>> BEGIN THE INPUT
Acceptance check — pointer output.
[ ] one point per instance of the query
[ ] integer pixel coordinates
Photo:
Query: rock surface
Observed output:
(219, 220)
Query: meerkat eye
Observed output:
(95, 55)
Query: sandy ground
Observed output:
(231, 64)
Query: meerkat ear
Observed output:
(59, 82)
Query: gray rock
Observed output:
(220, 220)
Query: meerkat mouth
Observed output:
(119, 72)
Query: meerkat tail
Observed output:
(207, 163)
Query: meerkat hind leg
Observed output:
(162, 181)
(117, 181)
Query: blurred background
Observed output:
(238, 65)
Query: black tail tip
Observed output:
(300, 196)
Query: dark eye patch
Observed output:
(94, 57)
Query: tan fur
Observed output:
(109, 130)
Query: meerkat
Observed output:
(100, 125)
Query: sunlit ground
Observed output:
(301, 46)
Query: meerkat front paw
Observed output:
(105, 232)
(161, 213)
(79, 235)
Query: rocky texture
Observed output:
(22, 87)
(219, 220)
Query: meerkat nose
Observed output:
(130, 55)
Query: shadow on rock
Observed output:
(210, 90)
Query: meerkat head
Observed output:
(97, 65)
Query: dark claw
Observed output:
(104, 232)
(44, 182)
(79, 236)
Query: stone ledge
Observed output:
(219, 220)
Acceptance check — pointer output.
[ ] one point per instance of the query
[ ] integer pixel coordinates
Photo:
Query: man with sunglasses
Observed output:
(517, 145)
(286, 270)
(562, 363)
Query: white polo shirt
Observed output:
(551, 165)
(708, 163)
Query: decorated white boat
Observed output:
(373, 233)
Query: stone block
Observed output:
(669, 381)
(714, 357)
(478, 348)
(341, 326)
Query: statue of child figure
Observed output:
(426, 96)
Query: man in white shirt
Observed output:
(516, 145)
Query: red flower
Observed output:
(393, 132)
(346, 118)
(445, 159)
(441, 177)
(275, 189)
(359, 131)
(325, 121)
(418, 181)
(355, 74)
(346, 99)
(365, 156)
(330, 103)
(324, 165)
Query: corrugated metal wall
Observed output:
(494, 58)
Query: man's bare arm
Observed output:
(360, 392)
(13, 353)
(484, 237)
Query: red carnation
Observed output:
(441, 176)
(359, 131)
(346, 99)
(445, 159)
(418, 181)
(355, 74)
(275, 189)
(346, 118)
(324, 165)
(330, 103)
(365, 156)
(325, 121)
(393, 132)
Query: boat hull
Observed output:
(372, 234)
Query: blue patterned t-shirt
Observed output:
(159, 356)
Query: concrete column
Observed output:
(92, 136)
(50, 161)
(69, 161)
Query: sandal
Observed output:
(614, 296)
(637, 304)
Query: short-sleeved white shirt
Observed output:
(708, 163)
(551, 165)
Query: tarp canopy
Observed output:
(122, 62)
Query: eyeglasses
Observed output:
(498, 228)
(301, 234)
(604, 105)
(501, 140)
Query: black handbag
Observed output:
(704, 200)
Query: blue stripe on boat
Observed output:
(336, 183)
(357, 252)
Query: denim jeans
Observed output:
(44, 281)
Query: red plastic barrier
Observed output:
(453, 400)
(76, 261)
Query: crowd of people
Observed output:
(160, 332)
>> END THE INPUT
**BRIEF**
The records above should all be quoted exactly, please.

**FINAL RESULT**
Acceptance check — pointer output.
[ ] one point per instance of the query
[ ] integer pixel coordinates
Photo:
Query: rock surface
Observed output:
(219, 220)
Query: meerkat eye
Observed output:
(95, 55)
Query: sandy ground
Observed output:
(231, 64)
Query: meerkat ear
Observed output:
(59, 82)
Query: gray rock
Observed output:
(220, 220)
Query: meerkat mouth
Observed output:
(119, 72)
Query: meerkat tail
Observed output:
(207, 163)
Query: meerkat hind leg
Observed output:
(162, 181)
(117, 181)
Query: blurred background
Observed output:
(238, 65)
Query: black tail tip
Observed output:
(300, 196)
Query: dark eye patch
Observed output:
(94, 57)
Query: tan fur
Observed output:
(109, 130)
Query: meerkat
Observed output:
(100, 125)
Query: sunlit ground
Observed output:
(301, 46)
Query: meerkat front paw
Observed output:
(105, 232)
(161, 213)
(79, 235)
Query: rocky texture
Observed output:
(22, 87)
(219, 220)
Query: meerkat nose
Observed output:
(130, 55)
Query: shadow on rock
Observed output:
(210, 90)
Query: meerkat head
Observed output:
(97, 65)
Query: dark claw
Observed output:
(104, 232)
(44, 182)
(79, 236)
Query: stone ledge
Observed output:
(219, 220)
Acceptance check — pointer output.
[ ] one point per instance of the query
[ ] integer pixel coordinates
Photo:
Query: man with sunglasses
Observed output:
(517, 145)
(286, 270)
(562, 363)
Query: white polo shirt
Observed output:
(551, 165)
(708, 163)
Query: decorated white boat
Observed output:
(373, 233)
Query: stone block
Observed output:
(669, 381)
(714, 357)
(478, 348)
(341, 326)
Query: statue of child figure
Observed output:
(426, 96)
Query: man in white shirt
Observed output:
(516, 145)
Query: red flower
Observed output:
(393, 132)
(346, 118)
(445, 159)
(441, 177)
(275, 189)
(359, 131)
(325, 121)
(418, 181)
(355, 74)
(346, 99)
(365, 156)
(330, 103)
(324, 165)
Query: corrugated metal wall
Observed output:
(494, 58)
Query: man's bare arm
Observed output:
(360, 392)
(13, 353)
(484, 237)
Query: red carnation
Observed output:
(441, 176)
(359, 131)
(346, 99)
(445, 159)
(418, 181)
(355, 74)
(275, 189)
(346, 118)
(324, 165)
(330, 103)
(365, 156)
(325, 121)
(393, 132)
Query: boat hull
Observed output:
(372, 234)
Query: blue patterned t-shirt
Observed output:
(159, 356)
Query: concrete column
Observed output:
(92, 136)
(50, 161)
(69, 161)
Query: sandal
Observed output:
(614, 296)
(637, 304)
Query: short-sleeved white shirt
Observed output:
(708, 163)
(551, 165)
Query: tarp canopy
Observed output:
(122, 62)
Query: eyeglasses
Observed output:
(498, 228)
(301, 234)
(604, 105)
(501, 140)
Query: black handbag
Observed output:
(704, 200)
Query: blue stripe on boat
Observed output:
(336, 183)
(357, 252)
Query: denim jeans
Observed output:
(44, 281)
Query: red plastic barrier
Observed output:
(453, 400)
(76, 261)
Query: crowd of people
Observed output:
(160, 332)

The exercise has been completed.